Return each of the lines below word for word, with nothing changed.

### Labeled point records
— begin —
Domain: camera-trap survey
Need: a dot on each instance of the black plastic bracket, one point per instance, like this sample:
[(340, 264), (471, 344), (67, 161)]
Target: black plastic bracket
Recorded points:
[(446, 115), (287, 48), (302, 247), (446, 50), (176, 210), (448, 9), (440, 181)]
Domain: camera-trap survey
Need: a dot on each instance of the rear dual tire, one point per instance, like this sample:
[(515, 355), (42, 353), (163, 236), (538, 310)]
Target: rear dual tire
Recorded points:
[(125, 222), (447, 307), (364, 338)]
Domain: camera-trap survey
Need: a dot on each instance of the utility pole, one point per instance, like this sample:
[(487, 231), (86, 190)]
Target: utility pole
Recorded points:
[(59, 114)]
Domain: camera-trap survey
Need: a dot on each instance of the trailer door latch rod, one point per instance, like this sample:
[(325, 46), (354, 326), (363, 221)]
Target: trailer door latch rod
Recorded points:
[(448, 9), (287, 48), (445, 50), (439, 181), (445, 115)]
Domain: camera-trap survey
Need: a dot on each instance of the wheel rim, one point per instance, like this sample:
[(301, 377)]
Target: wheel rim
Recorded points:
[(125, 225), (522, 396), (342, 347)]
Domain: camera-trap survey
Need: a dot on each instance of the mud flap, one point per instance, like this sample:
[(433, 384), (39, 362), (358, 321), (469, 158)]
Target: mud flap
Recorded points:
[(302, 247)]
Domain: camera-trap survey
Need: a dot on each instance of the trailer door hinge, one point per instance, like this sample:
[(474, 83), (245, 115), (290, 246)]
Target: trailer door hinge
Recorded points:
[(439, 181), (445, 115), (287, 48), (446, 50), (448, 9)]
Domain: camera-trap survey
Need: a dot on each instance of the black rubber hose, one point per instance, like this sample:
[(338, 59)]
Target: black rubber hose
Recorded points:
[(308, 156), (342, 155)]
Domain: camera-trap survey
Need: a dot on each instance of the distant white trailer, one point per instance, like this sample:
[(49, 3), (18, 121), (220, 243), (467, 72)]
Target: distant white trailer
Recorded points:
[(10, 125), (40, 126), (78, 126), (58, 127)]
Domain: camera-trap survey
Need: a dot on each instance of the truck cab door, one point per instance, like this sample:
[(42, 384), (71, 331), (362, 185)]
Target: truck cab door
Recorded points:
— end —
### ANSWER TO THIS EXERCISE
Domain: camera-trap survey
Need: a dot on each instance of the black plastic bracket, one point per instance, like this sample:
[(340, 264), (471, 344), (67, 161)]
Target: black plastic bracket
Recorded points:
[(446, 115), (287, 48), (302, 247), (446, 50), (176, 210), (448, 9), (440, 181)]
Domain: camera-trap survey
Need: a dot on each instance of the rear dual tire, one point per instance, like this sample:
[(515, 355), (42, 353), (163, 236), (538, 310)]
Target: rear dual tire
Recorded points:
[(125, 222), (447, 307), (364, 338)]
Domain: camera-trap survey
Need: a dot on each instance of the utility pole, one point per instance, like this sample:
[(487, 231), (86, 190)]
Target: utility pole
Recorded points:
[(59, 114)]
Domain: camera-trap survey
Need: a dot on each instance of the trailer door latch rod, one point per instance, like this sample:
[(325, 46), (354, 326), (363, 221)]
Target: trailer door latch rod
Recorded points:
[(448, 9), (287, 48), (445, 50), (439, 181), (445, 115)]
Domain: camera-trap survey
Need: a dot on each instance of the wheel rim, one point per instance, like this sample:
[(301, 377)]
Target: wheel rim
Recorded points:
[(125, 225), (522, 396), (342, 347)]
Domain: camera-trap survey
Need: a dot on each instance of the mud flap, one point per instance, like this sample:
[(433, 384), (39, 362), (358, 321), (469, 158)]
Target: mud flap
Recorded points:
[(302, 247)]
Domain: camera-trap survey
Need: a dot on each instance of the trailer door hinge, one point per instance, like this sample:
[(474, 83), (245, 115), (290, 246)]
Target: trailer door hinge
Recorded points:
[(439, 181), (445, 115), (287, 48), (446, 50), (448, 9)]
Domain: camera-trap survey
Need: a dot on each instance of the black rubber hose, one point per instance, like this sample:
[(338, 59)]
Target: black rubber hose
Recorded points:
[(308, 156), (342, 155)]
Domain: camera-trap survey
Need: a dot on each instance of the distant white trailer, one point per instance, like this sample:
[(49, 3), (18, 121), (220, 243), (467, 72)]
Target: distant white trailer
Recorded points:
[(10, 125), (40, 126), (78, 126), (58, 127)]
Domain: camera-trap survey
Need: a dot on each instance of the truck cab door, one point per instance, like this sample:
[(42, 384), (71, 331), (362, 185)]
Target: truck cab door
Recorded points:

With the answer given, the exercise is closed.